§ **Data records**
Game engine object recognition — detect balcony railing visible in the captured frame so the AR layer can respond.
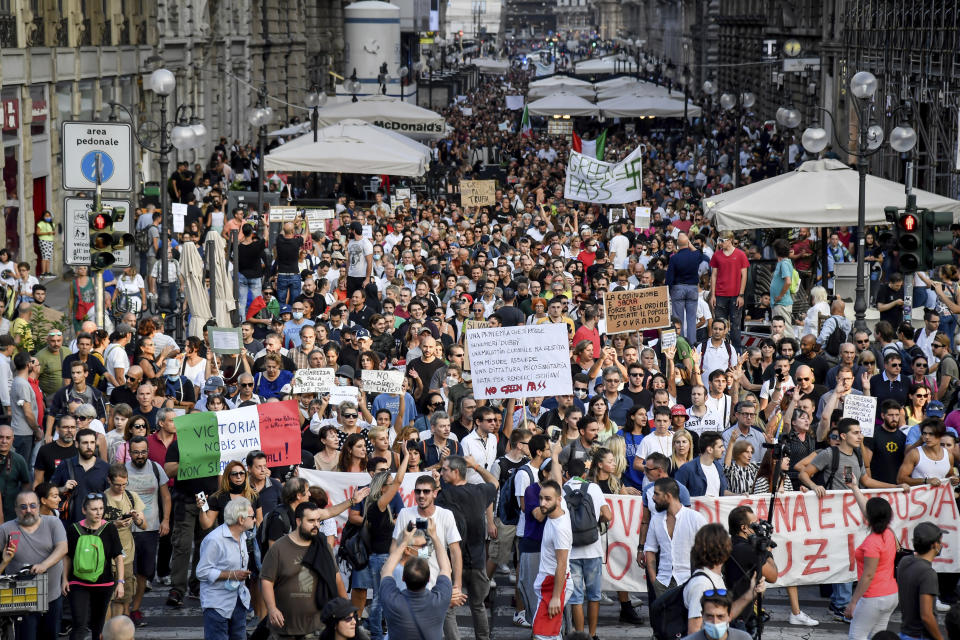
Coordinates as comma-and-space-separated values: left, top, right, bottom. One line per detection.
0, 12, 17, 49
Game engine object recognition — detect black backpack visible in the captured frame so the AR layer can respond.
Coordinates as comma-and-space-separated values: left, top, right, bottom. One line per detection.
811, 447, 864, 490
650, 571, 716, 640
563, 480, 600, 547
823, 316, 847, 358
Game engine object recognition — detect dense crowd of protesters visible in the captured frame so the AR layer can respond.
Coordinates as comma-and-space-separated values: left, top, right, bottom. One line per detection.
0, 32, 960, 640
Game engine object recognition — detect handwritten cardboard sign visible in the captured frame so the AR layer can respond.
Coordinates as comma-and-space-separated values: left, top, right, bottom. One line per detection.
467, 323, 573, 400
293, 367, 335, 393
843, 394, 877, 438
460, 180, 497, 207
360, 369, 404, 393
604, 287, 670, 334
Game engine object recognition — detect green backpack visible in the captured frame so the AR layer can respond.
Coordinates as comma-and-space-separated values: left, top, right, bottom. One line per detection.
73, 523, 107, 582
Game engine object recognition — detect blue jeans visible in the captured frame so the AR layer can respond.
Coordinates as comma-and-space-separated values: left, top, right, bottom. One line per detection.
203, 596, 247, 640
14, 596, 63, 638
277, 273, 303, 304
940, 313, 957, 353
830, 582, 853, 611
716, 296, 743, 353
364, 553, 389, 640
238, 273, 263, 313
670, 284, 699, 345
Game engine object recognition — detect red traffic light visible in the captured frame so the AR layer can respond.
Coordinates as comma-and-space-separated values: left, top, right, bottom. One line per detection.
900, 214, 920, 232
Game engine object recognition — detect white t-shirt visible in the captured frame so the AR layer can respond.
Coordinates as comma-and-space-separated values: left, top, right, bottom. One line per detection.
347, 238, 373, 278
513, 462, 537, 538
563, 478, 607, 560
683, 567, 727, 618
106, 343, 130, 393
393, 506, 460, 591
637, 433, 673, 460
698, 460, 720, 498
537, 511, 573, 581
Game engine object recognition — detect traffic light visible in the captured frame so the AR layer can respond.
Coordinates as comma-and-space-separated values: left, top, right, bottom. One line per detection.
920, 209, 953, 269
897, 210, 924, 275
89, 202, 134, 271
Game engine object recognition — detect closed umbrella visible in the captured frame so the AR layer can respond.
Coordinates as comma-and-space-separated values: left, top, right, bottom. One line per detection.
180, 242, 213, 338
206, 231, 237, 327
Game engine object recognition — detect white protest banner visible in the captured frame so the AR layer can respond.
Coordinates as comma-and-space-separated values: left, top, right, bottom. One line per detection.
843, 393, 877, 438
633, 207, 650, 230
328, 385, 360, 407
361, 369, 403, 393
467, 322, 573, 400
604, 486, 960, 591
207, 327, 243, 353
297, 467, 430, 541
293, 367, 335, 393
563, 147, 643, 204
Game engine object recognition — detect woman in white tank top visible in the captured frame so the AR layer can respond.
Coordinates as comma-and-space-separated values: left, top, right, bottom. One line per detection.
897, 420, 960, 487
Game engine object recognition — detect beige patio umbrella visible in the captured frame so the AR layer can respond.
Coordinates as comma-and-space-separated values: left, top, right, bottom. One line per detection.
180, 242, 213, 338
205, 231, 237, 327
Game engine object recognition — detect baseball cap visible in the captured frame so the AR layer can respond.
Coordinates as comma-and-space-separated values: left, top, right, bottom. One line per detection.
320, 598, 357, 626
913, 522, 946, 548
203, 376, 226, 392
923, 400, 944, 418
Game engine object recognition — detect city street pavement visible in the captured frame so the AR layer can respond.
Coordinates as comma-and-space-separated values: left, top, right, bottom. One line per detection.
120, 575, 892, 640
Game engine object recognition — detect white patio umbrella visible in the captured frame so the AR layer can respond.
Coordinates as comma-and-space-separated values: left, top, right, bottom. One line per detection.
316, 96, 446, 138
180, 242, 213, 337
597, 95, 700, 118
530, 74, 592, 88
527, 91, 600, 116
527, 83, 595, 100
200, 231, 237, 328
701, 159, 960, 230
263, 118, 430, 176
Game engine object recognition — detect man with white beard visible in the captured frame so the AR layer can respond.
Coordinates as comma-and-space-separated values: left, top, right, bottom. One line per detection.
0, 491, 67, 638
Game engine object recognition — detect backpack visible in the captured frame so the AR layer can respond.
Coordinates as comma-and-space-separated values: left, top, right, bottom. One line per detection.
823, 316, 847, 358
790, 262, 800, 295
563, 480, 600, 547
650, 571, 716, 640
497, 464, 534, 524
73, 523, 107, 582
257, 505, 293, 553
133, 227, 150, 255
812, 447, 863, 489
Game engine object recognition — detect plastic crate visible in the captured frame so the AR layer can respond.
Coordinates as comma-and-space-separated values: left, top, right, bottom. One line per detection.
0, 573, 48, 614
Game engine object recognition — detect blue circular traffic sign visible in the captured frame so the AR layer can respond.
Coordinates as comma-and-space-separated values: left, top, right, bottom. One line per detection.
80, 150, 114, 183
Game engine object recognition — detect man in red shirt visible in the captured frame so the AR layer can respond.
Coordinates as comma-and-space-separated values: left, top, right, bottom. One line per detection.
710, 231, 750, 351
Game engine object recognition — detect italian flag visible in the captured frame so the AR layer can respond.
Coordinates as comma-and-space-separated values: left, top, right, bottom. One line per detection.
174, 400, 301, 480
573, 129, 607, 160
520, 105, 533, 138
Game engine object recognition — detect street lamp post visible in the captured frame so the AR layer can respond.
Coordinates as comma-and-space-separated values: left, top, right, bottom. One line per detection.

§ **Exercise details**
Quote exactly and only the lines from the one holding "Game engine object recognition — detect backpack" through the end of the data.

§ **Expected output**
Game engine object recognition — detect backpack visible in the captured frame so the AR layer can respond.
Coordinates as comma-and-space-separated values: left, top, right, bottom. One line per detection.
823, 316, 847, 358
790, 262, 800, 295
563, 480, 600, 547
650, 571, 716, 640
497, 464, 534, 524
73, 523, 107, 582
257, 505, 293, 553
133, 227, 150, 255
812, 447, 863, 489
Game engine object recognition — detect plastic crate visible in the captured frame so the AR layer can respond.
Coordinates as comma-and-space-separated values: left, top, right, bottom. One line per detection.
0, 573, 48, 614
Game engine object recognition — detect blue circular traffic sign visible in the captured frame so the AR layer can respond.
Coordinates as comma-and-space-separated values: left, top, right, bottom. One line per detection.
80, 150, 114, 183
Game engine object recognition — detect man in red shirt visible in the captured frame so the AR layer can respond.
Coordinates as comma-and-space-separated values: left, top, right, bottom. One line per detection.
710, 231, 750, 351
Game engine object recognition — detect italian flag visible in the captured frame so the AR layer can respond.
Coordinates as comma-and-space-separated values: left, top, right, bottom. One line per detection.
174, 400, 301, 480
573, 129, 607, 160
520, 105, 533, 138
Game engine object recognition — detect street lamp post visible in the captured frame so the AR layer can respond.
Coordinates as comma-and-space-separated values: left, top, right, bottom. One line per detection.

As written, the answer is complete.